| Given exercise |
Update the material from the line containing "Reviewer note: every instance of the asphalt" through the line containing "pixel 785 774" by changing "license plate" to "registration plate". Return only those lines, with everything else left as is.

| Raw records |
## start

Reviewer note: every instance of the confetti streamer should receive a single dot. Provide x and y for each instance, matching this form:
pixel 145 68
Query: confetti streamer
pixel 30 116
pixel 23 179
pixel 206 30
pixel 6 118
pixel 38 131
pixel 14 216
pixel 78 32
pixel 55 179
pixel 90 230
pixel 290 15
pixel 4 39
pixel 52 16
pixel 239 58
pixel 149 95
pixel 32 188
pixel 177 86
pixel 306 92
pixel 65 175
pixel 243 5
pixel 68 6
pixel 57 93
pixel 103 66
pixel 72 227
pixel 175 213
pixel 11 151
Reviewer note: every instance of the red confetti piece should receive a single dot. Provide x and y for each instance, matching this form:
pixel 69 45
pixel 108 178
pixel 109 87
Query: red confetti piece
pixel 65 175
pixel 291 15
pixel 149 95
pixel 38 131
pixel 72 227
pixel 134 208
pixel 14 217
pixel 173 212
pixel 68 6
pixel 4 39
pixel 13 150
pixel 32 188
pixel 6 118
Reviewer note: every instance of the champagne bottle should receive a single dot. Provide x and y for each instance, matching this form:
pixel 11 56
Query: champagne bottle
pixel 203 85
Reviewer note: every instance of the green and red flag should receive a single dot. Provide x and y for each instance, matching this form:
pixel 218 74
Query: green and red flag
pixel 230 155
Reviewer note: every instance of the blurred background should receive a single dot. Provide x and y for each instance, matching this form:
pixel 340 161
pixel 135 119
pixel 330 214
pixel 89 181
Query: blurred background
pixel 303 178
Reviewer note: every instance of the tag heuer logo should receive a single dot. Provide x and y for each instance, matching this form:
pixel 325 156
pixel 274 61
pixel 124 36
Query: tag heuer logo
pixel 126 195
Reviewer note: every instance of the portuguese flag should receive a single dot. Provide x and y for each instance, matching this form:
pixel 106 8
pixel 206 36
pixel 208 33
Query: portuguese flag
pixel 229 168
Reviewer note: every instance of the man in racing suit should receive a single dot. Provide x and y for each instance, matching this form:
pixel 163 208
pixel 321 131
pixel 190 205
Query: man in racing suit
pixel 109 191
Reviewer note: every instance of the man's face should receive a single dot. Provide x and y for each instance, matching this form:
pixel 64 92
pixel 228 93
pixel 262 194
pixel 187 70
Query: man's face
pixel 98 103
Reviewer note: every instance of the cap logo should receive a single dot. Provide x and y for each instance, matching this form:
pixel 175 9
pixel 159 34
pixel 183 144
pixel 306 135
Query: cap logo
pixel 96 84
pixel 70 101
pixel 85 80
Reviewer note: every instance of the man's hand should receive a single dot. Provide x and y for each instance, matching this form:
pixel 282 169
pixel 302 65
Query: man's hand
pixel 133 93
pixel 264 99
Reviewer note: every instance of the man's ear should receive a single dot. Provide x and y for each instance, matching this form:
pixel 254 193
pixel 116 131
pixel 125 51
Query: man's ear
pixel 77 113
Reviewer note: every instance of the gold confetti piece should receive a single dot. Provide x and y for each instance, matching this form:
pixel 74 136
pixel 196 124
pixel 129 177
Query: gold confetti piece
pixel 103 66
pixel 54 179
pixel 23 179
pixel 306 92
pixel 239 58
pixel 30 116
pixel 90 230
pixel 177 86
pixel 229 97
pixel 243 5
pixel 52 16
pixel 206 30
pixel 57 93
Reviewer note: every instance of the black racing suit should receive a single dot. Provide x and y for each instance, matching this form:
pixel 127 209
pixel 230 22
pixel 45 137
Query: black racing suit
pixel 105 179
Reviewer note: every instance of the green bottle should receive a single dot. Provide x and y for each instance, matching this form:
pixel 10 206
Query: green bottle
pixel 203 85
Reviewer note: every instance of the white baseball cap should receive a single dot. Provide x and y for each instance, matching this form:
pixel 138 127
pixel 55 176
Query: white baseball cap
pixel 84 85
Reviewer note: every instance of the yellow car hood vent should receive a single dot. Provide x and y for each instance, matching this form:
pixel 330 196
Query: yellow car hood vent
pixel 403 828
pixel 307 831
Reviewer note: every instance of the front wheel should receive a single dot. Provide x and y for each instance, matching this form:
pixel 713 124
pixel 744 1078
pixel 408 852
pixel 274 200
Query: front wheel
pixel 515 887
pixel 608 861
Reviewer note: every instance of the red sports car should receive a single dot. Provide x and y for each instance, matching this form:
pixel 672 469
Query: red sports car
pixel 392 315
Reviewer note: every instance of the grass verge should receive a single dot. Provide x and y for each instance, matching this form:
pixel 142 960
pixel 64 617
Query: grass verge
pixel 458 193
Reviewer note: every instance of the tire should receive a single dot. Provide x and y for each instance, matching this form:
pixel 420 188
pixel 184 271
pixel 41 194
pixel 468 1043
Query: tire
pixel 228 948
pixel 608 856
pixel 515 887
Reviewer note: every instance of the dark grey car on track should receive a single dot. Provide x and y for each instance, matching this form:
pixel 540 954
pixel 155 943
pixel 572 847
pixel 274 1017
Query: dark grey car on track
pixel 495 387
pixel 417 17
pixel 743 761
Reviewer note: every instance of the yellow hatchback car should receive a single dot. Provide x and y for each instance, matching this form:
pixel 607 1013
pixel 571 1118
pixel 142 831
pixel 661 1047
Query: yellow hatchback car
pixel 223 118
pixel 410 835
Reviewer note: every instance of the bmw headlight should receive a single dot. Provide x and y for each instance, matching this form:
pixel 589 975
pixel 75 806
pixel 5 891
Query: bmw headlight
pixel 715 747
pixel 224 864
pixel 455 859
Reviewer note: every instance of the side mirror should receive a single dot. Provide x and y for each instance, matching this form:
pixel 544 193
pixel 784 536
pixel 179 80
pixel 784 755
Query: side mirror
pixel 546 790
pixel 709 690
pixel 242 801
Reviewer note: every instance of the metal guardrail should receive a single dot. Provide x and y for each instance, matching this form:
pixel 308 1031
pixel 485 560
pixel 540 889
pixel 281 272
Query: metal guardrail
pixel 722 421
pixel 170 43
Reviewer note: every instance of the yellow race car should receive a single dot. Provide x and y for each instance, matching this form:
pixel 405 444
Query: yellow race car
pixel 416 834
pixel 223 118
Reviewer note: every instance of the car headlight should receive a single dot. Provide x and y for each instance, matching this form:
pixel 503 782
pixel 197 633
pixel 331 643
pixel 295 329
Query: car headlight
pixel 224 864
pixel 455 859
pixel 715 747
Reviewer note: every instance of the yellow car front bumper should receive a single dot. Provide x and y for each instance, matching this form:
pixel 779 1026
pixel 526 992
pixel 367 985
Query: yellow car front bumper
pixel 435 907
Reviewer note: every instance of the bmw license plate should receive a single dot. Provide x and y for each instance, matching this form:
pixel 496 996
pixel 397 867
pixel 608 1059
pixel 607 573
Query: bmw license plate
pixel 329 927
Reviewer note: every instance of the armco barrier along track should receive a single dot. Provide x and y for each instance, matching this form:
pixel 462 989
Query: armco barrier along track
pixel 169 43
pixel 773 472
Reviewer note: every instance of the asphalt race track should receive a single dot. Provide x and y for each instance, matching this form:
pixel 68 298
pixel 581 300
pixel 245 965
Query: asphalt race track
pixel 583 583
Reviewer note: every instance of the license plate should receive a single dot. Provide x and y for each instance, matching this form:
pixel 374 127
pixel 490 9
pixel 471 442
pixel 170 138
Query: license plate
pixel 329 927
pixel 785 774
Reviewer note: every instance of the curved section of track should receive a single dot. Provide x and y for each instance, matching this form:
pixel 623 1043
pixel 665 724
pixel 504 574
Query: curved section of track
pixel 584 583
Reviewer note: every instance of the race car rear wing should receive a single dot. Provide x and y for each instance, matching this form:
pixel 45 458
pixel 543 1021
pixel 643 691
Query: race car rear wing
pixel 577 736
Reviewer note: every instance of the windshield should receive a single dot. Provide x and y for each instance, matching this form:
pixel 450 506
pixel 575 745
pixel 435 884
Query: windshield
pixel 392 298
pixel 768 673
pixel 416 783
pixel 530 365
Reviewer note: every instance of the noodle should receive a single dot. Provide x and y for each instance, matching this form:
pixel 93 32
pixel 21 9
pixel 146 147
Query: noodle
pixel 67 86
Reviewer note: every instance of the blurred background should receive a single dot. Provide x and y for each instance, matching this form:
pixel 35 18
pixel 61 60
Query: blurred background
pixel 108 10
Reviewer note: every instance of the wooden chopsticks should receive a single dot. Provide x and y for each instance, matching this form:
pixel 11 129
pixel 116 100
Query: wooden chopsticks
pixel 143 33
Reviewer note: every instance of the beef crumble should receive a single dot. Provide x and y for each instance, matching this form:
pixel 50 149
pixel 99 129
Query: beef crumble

## end

| Output of the exercise |
Reviewer note: every instance of the asphalt race track should receive a single dot. Provide x and y for each instance, matching this form:
pixel 68 298
pixel 581 300
pixel 245 965
Query: asphalt race track
pixel 583 583
Reviewer note: every instance of the registration plate should receive a single dot. Provide x and y for each instance, matching this form:
pixel 374 127
pixel 490 9
pixel 471 442
pixel 170 138
Query: registration plate
pixel 329 927
pixel 785 774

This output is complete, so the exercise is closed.